- [Task brief]:
Write out the lines of the listing below, from the line containing "Please drop a marker on every instance of the horse's tail" down to the line containing "<point>101,344</point>", as a Markdown table with a "Row" column for the row number and a "Text" column for the line. Skip any blank lines.

- [Records to process]:
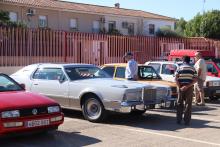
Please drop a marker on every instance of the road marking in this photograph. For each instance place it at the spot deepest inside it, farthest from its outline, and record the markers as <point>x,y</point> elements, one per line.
<point>150,132</point>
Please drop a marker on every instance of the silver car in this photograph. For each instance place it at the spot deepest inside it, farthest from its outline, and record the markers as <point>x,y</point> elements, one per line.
<point>85,87</point>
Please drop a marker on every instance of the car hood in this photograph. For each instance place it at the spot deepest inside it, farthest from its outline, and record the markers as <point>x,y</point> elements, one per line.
<point>114,83</point>
<point>159,83</point>
<point>210,78</point>
<point>22,99</point>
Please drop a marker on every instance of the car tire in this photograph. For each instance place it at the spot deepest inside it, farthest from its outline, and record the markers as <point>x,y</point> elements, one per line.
<point>213,98</point>
<point>138,112</point>
<point>93,109</point>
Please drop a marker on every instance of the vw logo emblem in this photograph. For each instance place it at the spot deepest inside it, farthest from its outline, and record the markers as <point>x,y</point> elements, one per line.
<point>34,111</point>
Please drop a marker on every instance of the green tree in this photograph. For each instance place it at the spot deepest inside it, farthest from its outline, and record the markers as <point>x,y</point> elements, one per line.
<point>210,25</point>
<point>206,25</point>
<point>4,17</point>
<point>167,32</point>
<point>193,27</point>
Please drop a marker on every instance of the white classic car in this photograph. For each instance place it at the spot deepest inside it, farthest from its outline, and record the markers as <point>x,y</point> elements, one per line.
<point>85,87</point>
<point>166,69</point>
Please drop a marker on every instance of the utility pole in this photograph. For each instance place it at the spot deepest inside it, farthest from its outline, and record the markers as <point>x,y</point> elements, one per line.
<point>203,9</point>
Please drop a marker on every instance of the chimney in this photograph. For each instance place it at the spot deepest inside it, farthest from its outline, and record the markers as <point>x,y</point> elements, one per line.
<point>117,5</point>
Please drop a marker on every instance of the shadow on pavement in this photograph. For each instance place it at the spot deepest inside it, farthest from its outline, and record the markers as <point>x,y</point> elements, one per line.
<point>156,122</point>
<point>52,139</point>
<point>147,121</point>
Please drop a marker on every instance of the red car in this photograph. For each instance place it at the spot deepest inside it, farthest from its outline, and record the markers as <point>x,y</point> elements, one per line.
<point>23,111</point>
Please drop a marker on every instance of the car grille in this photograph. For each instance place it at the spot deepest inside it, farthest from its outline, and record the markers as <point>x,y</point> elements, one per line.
<point>174,89</point>
<point>29,111</point>
<point>149,95</point>
<point>161,93</point>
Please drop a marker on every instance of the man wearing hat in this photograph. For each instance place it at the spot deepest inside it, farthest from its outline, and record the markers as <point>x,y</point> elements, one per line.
<point>131,68</point>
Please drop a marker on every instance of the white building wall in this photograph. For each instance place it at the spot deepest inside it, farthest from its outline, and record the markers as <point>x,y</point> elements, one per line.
<point>119,20</point>
<point>158,24</point>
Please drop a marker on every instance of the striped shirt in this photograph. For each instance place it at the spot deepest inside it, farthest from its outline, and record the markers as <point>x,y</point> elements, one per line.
<point>131,69</point>
<point>185,74</point>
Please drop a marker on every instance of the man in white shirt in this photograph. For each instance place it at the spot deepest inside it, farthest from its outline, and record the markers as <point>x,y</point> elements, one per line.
<point>131,68</point>
<point>201,70</point>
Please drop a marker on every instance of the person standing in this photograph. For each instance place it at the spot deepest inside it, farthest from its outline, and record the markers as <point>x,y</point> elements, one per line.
<point>185,77</point>
<point>131,70</point>
<point>201,70</point>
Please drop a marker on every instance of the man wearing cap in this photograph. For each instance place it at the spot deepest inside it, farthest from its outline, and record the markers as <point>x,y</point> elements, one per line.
<point>185,79</point>
<point>131,68</point>
<point>201,70</point>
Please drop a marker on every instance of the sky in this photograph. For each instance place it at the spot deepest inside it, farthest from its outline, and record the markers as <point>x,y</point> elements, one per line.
<point>172,8</point>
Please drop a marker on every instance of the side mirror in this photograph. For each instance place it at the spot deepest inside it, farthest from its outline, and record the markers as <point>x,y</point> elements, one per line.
<point>172,72</point>
<point>62,79</point>
<point>215,73</point>
<point>22,85</point>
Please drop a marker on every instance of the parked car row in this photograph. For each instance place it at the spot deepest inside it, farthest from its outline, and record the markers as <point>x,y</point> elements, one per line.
<point>93,90</point>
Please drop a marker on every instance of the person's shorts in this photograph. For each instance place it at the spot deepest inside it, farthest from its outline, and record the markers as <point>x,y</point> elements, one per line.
<point>199,85</point>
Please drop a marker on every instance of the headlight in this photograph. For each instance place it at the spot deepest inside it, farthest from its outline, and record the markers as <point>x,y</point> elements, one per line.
<point>133,96</point>
<point>212,83</point>
<point>163,93</point>
<point>169,92</point>
<point>11,114</point>
<point>53,109</point>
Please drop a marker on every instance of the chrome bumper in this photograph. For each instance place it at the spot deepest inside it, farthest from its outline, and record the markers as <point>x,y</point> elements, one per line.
<point>124,107</point>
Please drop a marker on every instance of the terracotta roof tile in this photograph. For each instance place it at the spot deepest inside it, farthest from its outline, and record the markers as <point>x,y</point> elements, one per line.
<point>87,8</point>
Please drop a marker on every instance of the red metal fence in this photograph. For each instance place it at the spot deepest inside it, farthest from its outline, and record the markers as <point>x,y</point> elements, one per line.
<point>20,46</point>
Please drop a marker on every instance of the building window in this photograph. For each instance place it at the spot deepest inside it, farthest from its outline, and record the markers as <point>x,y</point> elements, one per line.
<point>131,28</point>
<point>42,21</point>
<point>168,26</point>
<point>151,29</point>
<point>111,25</point>
<point>73,23</point>
<point>96,26</point>
<point>13,16</point>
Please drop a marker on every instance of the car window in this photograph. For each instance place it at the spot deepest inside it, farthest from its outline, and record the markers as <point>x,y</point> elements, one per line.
<point>147,72</point>
<point>211,68</point>
<point>109,70</point>
<point>79,73</point>
<point>156,66</point>
<point>168,69</point>
<point>48,74</point>
<point>120,72</point>
<point>6,84</point>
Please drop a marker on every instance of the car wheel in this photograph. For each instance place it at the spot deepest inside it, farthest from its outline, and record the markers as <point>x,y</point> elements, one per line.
<point>93,109</point>
<point>137,112</point>
<point>172,105</point>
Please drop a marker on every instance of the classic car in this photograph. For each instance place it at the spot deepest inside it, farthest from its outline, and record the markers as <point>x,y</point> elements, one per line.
<point>85,87</point>
<point>166,69</point>
<point>23,112</point>
<point>166,91</point>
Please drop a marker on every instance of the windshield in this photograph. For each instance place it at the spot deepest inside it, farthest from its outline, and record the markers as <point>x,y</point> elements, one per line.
<point>79,73</point>
<point>217,61</point>
<point>148,72</point>
<point>6,84</point>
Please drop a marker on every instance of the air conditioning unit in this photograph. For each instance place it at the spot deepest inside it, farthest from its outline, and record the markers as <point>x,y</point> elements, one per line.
<point>102,19</point>
<point>124,24</point>
<point>31,12</point>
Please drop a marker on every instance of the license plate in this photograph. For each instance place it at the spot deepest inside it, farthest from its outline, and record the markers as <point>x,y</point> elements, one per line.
<point>37,123</point>
<point>215,83</point>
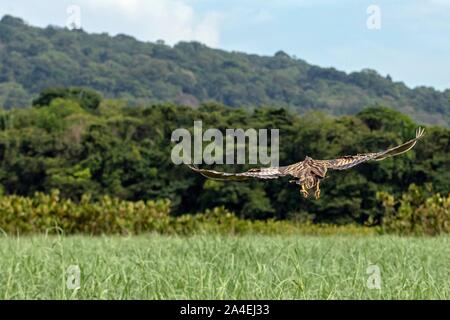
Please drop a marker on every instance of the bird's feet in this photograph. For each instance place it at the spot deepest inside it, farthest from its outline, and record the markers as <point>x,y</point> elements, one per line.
<point>317,194</point>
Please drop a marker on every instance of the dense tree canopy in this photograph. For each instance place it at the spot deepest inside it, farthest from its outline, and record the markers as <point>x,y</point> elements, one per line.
<point>33,59</point>
<point>125,152</point>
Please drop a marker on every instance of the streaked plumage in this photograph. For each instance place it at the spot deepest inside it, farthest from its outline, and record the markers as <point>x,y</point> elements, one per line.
<point>309,172</point>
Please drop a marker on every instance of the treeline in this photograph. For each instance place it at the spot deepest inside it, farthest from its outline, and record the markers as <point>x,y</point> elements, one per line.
<point>80,145</point>
<point>189,73</point>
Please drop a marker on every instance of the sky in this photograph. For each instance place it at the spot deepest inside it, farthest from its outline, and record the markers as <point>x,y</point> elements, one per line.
<point>407,39</point>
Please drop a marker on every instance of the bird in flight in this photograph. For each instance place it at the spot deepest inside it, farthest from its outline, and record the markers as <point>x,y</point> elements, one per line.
<point>309,172</point>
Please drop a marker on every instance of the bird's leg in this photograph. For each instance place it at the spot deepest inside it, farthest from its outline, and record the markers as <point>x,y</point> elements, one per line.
<point>317,193</point>
<point>304,191</point>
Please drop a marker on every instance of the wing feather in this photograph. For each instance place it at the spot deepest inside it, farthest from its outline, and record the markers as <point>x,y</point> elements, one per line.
<point>259,173</point>
<point>347,162</point>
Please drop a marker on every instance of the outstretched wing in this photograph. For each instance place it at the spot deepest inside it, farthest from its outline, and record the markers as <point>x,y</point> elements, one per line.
<point>347,162</point>
<point>259,173</point>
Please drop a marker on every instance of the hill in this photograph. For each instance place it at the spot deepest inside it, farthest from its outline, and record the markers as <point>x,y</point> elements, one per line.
<point>189,73</point>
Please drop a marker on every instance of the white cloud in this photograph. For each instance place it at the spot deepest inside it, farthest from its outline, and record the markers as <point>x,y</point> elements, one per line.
<point>148,20</point>
<point>170,20</point>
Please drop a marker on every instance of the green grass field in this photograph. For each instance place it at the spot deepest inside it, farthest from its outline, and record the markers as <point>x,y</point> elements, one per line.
<point>225,267</point>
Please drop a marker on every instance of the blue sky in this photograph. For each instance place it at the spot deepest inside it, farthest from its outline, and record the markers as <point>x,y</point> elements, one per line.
<point>412,43</point>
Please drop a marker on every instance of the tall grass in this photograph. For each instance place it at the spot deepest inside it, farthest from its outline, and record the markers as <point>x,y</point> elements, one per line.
<point>225,267</point>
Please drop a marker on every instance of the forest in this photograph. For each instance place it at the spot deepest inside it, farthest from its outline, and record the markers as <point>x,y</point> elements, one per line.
<point>189,73</point>
<point>75,141</point>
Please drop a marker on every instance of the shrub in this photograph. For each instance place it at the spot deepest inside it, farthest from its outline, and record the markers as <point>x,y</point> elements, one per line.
<point>416,212</point>
<point>51,214</point>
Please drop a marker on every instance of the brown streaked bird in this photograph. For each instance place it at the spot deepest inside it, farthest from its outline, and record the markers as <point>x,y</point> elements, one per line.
<point>309,172</point>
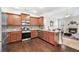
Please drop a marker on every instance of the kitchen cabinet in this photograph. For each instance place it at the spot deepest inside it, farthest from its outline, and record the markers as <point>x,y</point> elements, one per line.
<point>50,37</point>
<point>40,21</point>
<point>34,33</point>
<point>25,17</point>
<point>14,36</point>
<point>33,21</point>
<point>37,21</point>
<point>4,18</point>
<point>45,35</point>
<point>14,19</point>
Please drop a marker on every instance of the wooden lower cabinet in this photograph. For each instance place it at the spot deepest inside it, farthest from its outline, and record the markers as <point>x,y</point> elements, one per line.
<point>50,37</point>
<point>34,33</point>
<point>14,36</point>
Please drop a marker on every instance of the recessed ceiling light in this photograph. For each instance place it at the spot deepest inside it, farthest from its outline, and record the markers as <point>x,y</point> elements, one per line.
<point>34,11</point>
<point>41,7</point>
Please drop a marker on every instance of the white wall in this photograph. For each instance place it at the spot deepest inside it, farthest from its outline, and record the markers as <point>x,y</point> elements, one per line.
<point>0,32</point>
<point>68,20</point>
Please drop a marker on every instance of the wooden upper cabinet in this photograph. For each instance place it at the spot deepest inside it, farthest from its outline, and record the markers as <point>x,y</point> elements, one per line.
<point>33,21</point>
<point>14,36</point>
<point>34,33</point>
<point>14,19</point>
<point>36,21</point>
<point>25,16</point>
<point>41,21</point>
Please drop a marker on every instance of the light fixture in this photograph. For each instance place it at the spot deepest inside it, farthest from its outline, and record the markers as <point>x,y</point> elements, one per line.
<point>34,11</point>
<point>41,7</point>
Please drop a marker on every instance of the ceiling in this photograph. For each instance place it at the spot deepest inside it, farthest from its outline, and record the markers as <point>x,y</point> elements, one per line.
<point>39,10</point>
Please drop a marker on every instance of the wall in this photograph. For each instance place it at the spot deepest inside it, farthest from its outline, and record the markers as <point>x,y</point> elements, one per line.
<point>68,20</point>
<point>0,31</point>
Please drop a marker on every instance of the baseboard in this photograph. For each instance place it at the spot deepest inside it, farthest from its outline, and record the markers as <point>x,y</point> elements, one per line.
<point>48,42</point>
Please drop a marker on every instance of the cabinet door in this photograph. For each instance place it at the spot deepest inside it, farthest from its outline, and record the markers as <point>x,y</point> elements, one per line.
<point>45,35</point>
<point>9,37</point>
<point>40,21</point>
<point>52,38</point>
<point>34,33</point>
<point>24,17</point>
<point>14,36</point>
<point>19,36</point>
<point>14,19</point>
<point>4,18</point>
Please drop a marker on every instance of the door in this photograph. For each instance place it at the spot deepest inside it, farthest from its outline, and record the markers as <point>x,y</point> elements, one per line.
<point>34,33</point>
<point>14,36</point>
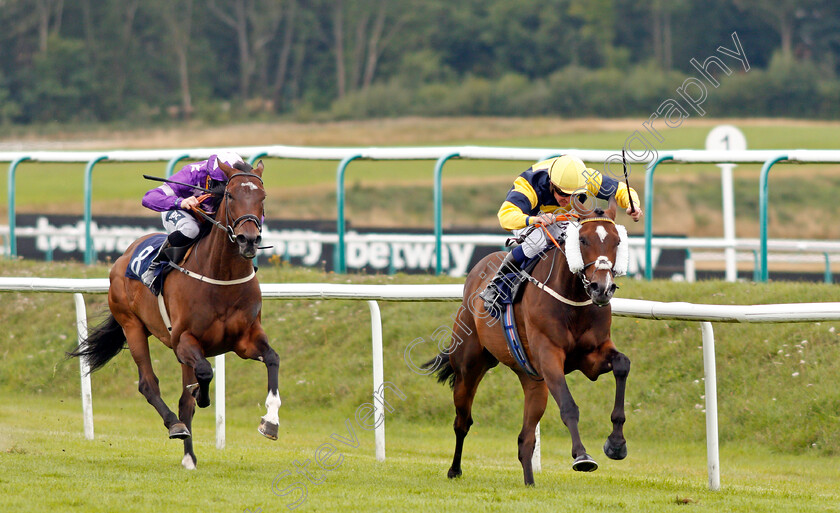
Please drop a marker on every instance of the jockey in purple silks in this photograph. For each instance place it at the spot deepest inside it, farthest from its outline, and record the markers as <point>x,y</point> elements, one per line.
<point>174,202</point>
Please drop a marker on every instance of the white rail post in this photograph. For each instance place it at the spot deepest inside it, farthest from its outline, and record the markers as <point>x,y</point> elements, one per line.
<point>84,369</point>
<point>378,378</point>
<point>725,139</point>
<point>220,401</point>
<point>712,452</point>
<point>729,220</point>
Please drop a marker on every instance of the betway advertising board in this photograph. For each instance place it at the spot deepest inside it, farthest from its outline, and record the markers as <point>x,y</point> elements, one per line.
<point>305,243</point>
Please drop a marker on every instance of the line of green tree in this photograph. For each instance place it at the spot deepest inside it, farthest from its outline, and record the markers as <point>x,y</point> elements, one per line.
<point>156,60</point>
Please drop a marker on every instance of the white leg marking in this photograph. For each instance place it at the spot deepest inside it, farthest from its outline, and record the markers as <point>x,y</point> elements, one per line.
<point>272,404</point>
<point>602,232</point>
<point>188,463</point>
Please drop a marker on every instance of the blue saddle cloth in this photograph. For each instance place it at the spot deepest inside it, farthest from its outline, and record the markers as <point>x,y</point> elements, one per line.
<point>509,287</point>
<point>142,258</point>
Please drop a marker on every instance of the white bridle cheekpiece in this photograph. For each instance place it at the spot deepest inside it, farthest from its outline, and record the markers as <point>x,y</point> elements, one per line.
<point>575,258</point>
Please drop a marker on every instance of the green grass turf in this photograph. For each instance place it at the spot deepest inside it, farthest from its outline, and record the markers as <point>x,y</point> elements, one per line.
<point>131,466</point>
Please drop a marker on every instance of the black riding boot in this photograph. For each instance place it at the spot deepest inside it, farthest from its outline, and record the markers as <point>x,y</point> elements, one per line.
<point>149,276</point>
<point>490,295</point>
<point>174,249</point>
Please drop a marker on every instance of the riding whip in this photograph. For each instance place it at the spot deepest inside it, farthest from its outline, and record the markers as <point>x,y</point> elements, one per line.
<point>627,181</point>
<point>167,180</point>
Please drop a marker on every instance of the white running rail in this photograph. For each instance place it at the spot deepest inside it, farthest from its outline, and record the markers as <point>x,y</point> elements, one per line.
<point>705,314</point>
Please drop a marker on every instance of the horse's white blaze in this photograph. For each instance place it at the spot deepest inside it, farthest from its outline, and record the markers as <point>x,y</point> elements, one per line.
<point>272,404</point>
<point>602,233</point>
<point>603,262</point>
<point>188,463</point>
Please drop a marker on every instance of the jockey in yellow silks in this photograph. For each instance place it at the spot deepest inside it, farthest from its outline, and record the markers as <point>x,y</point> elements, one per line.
<point>543,194</point>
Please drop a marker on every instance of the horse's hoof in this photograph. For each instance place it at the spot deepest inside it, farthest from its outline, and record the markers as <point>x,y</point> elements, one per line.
<point>188,462</point>
<point>179,431</point>
<point>615,452</point>
<point>584,463</point>
<point>202,400</point>
<point>268,429</point>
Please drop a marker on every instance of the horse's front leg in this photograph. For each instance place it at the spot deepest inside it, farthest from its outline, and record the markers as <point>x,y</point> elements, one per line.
<point>536,397</point>
<point>257,348</point>
<point>555,378</point>
<point>190,353</point>
<point>616,446</point>
<point>186,410</point>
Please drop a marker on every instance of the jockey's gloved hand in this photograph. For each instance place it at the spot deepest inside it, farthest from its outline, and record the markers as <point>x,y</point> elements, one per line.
<point>218,190</point>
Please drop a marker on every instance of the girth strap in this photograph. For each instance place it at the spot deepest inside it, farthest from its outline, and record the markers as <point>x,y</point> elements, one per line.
<point>515,345</point>
<point>554,294</point>
<point>205,279</point>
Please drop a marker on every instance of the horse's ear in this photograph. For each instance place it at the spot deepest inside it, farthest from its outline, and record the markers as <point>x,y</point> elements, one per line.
<point>225,167</point>
<point>612,208</point>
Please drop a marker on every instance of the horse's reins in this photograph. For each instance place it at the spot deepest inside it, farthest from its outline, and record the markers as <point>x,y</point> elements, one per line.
<point>580,274</point>
<point>228,228</point>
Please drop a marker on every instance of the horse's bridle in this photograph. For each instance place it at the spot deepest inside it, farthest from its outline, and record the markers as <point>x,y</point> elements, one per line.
<point>581,274</point>
<point>229,227</point>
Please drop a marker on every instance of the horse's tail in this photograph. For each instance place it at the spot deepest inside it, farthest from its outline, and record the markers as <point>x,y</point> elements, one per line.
<point>442,368</point>
<point>101,344</point>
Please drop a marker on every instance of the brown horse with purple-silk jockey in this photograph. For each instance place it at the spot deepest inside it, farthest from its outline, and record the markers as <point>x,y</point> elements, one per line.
<point>214,306</point>
<point>564,325</point>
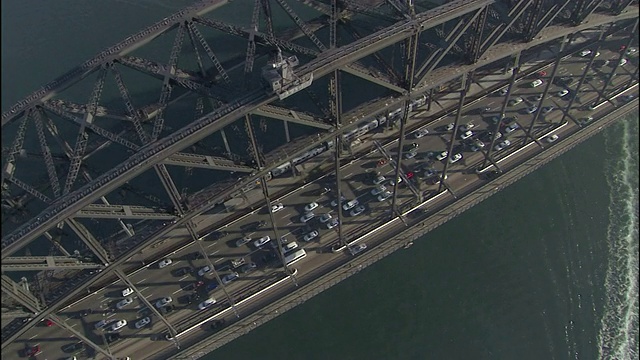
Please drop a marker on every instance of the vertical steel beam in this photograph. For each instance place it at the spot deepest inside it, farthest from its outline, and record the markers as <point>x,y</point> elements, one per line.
<point>634,33</point>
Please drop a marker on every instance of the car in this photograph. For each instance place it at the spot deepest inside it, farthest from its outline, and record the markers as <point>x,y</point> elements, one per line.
<point>247,268</point>
<point>355,250</point>
<point>333,223</point>
<point>511,128</point>
<point>119,324</point>
<point>334,202</point>
<point>515,101</point>
<point>164,263</point>
<point>204,270</point>
<point>310,236</point>
<point>429,172</point>
<point>420,133</point>
<point>584,53</point>
<point>552,138</point>
<point>164,302</point>
<point>289,246</point>
<point>74,348</point>
<point>112,337</point>
<point>467,126</point>
<point>536,83</point>
<point>276,207</point>
<point>31,351</point>
<point>477,145</point>
<point>378,180</point>
<point>455,158</point>
<point>357,211</point>
<point>207,303</point>
<point>547,109</point>
<point>465,135</point>
<point>102,323</point>
<point>242,241</point>
<point>229,278</point>
<point>124,302</point>
<point>142,322</point>
<point>351,204</point>
<point>306,217</point>
<point>384,196</point>
<point>378,190</point>
<point>263,240</point>
<point>309,207</point>
<point>502,145</point>
<point>410,155</point>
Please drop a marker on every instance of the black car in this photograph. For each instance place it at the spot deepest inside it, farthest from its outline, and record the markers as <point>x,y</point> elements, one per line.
<point>112,337</point>
<point>73,348</point>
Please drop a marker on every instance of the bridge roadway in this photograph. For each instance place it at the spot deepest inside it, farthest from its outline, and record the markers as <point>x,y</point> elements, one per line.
<point>327,62</point>
<point>155,283</point>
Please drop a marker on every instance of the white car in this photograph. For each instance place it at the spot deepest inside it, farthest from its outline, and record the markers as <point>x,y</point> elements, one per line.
<point>584,53</point>
<point>207,303</point>
<point>310,236</point>
<point>378,190</point>
<point>378,180</point>
<point>263,240</point>
<point>455,158</point>
<point>420,133</point>
<point>204,270</point>
<point>277,207</point>
<point>164,263</point>
<point>142,322</point>
<point>467,134</point>
<point>164,302</point>
<point>306,217</point>
<point>244,240</point>
<point>124,302</point>
<point>357,211</point>
<point>502,145</point>
<point>355,250</point>
<point>467,126</point>
<point>552,138</point>
<point>118,325</point>
<point>102,323</point>
<point>310,207</point>
<point>333,223</point>
<point>351,204</point>
<point>229,278</point>
<point>511,128</point>
<point>289,246</point>
<point>384,196</point>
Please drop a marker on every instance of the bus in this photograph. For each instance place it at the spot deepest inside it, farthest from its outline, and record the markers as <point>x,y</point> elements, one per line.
<point>295,256</point>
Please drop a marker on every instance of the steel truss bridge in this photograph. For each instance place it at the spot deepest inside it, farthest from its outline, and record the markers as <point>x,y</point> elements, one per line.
<point>106,159</point>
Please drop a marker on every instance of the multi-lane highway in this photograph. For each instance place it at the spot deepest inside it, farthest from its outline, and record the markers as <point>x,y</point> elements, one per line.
<point>427,137</point>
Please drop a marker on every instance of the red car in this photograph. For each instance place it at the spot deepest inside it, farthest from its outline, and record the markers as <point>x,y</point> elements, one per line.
<point>32,350</point>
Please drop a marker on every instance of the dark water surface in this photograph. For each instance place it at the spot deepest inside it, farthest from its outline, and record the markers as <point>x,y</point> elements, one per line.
<point>546,269</point>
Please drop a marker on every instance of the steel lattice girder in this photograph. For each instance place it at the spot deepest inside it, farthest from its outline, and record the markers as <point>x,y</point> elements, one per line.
<point>226,115</point>
<point>325,64</point>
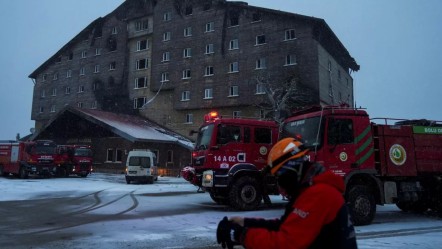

- [Answer to this exercise]:
| Row | Text |
|---|---|
| 1 | Please drop a marker on every instance of the horse's tail in this photograph. For each instance place it at the spot deepest inside it, farthest from its outline, and record the markers as <point>x,y</point> elements, one per line. |
| 2 | <point>442,368</point> |
| 3 | <point>101,344</point> |